Stored items from a collection
⁂

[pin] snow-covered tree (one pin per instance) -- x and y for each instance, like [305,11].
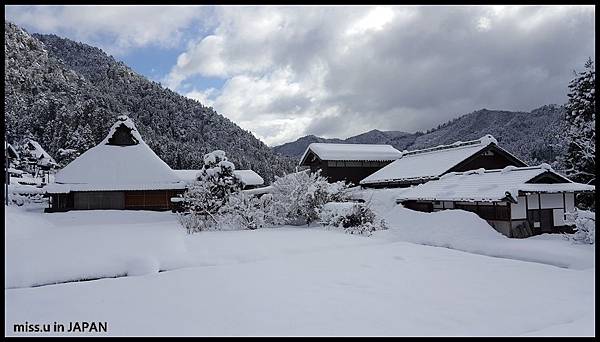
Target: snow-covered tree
[297,197]
[355,218]
[585,226]
[204,197]
[580,120]
[244,211]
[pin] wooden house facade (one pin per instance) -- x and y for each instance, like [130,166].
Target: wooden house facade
[420,166]
[121,172]
[516,201]
[347,162]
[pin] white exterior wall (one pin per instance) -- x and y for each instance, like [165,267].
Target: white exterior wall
[518,210]
[569,201]
[449,205]
[532,201]
[551,201]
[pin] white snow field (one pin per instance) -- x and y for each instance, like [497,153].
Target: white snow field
[294,280]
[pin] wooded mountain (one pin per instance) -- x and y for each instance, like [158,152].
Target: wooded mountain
[532,136]
[66,95]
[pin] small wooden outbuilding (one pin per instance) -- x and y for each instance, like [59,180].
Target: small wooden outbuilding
[516,201]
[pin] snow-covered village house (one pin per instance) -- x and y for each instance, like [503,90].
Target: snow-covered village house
[516,201]
[347,162]
[420,166]
[121,172]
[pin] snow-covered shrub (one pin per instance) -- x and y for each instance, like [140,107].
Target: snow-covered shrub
[298,197]
[204,197]
[244,211]
[585,226]
[24,194]
[355,218]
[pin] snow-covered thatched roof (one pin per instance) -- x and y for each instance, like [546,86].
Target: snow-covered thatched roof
[351,152]
[430,163]
[108,167]
[247,177]
[491,185]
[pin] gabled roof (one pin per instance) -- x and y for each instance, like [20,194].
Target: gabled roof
[247,177]
[351,152]
[490,185]
[431,163]
[111,167]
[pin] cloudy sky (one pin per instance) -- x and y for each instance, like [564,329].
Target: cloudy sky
[336,71]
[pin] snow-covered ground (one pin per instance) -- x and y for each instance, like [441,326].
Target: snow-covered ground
[294,280]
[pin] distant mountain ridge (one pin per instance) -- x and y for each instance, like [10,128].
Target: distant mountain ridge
[532,136]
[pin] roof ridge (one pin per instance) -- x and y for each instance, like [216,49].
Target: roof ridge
[486,139]
[509,168]
[351,144]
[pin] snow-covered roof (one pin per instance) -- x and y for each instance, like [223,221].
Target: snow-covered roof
[489,185]
[39,153]
[111,167]
[429,163]
[370,152]
[248,177]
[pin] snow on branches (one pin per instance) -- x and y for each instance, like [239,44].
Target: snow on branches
[204,197]
[355,218]
[585,226]
[297,197]
[581,126]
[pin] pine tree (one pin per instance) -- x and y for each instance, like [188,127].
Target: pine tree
[580,120]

⁂

Instructions for the task
Output every entry above exactly, minus the pictures.

Response area
[pin] snow-covered tree (one pin per instance) -- x and y for each instance, like [305,11].
Target: snow-covered tree
[297,197]
[355,218]
[585,226]
[204,197]
[580,120]
[244,211]
[pin] wooden house facade (one pin per instance) -- x and y for each instance, like [130,166].
Target: wooden house facade
[420,166]
[121,172]
[516,201]
[347,162]
[pin] white exterior wall (one pin per instance) -- x and y for each instance, like [165,267].
Target: white exterior wall
[518,210]
[569,201]
[449,205]
[532,201]
[551,201]
[pin] white snow field (one pin per instance) -- x and y for each instance, like [497,153].
Target: white snow field
[294,280]
[pin] wooded mountain (one pin per instance) -- x and y for each instance, like [158,152].
Target: wooded mountain
[532,136]
[66,95]
[pin] small wooden outbuilding (one pin per instance) -- x and y for each instance, like [59,180].
Target: small wooden outbuilding
[516,201]
[pin] snow-covered village house (one pin per instance) -- x and y for each instance, like [503,90].
Target: snow-covered village house
[516,201]
[347,162]
[420,166]
[121,172]
[pin] snow-covered shrub (one pin per instance) -- x and y for each instance, like [140,107].
Target: snow-covered shrub
[298,197]
[204,197]
[244,211]
[585,226]
[24,194]
[355,218]
[pin] snow-covered thatched roof (one pin per instance) -- x and y for each instance, like [546,86].
Target: snow-covered thatched roof
[351,152]
[430,163]
[108,167]
[247,177]
[491,185]
[pin] gabled roof (one pin per instance) -- x and y for each instance, like [20,194].
Target: gabled roof
[247,177]
[351,152]
[490,185]
[431,163]
[111,167]
[pin] cloudy sky (one pin per instance) -- x and y for each instance, like [564,329].
Target: cloudy sky
[336,71]
[pin] snow-covered ground (one pin per instance) -- x and y for each instance, like [441,326].
Target: snow-covered ground
[294,280]
[pin] distant mountain ridge (one pin per instance) -- x and y for each instance, like [10,128].
Target: distant mountain ridge
[532,136]
[pin] roof ridge (one pin per instance) -- x and y for each instance, like [216,49].
Target: roof ridge
[486,139]
[509,168]
[351,144]
[pin] snow-covered roof (one pin per instance) -- x and y for each instance, like [223,221].
Target: snow-covered roof
[489,185]
[39,153]
[111,167]
[429,163]
[370,152]
[248,177]
[pin] snow on branches (one pin per instance) -- x and y for each instance, like [239,44].
Target: snow on branches
[204,197]
[355,218]
[585,226]
[297,197]
[581,126]
[pin] pine tree (one pin per instance) -- x and y for each instance, like [188,127].
Target: pine tree
[580,120]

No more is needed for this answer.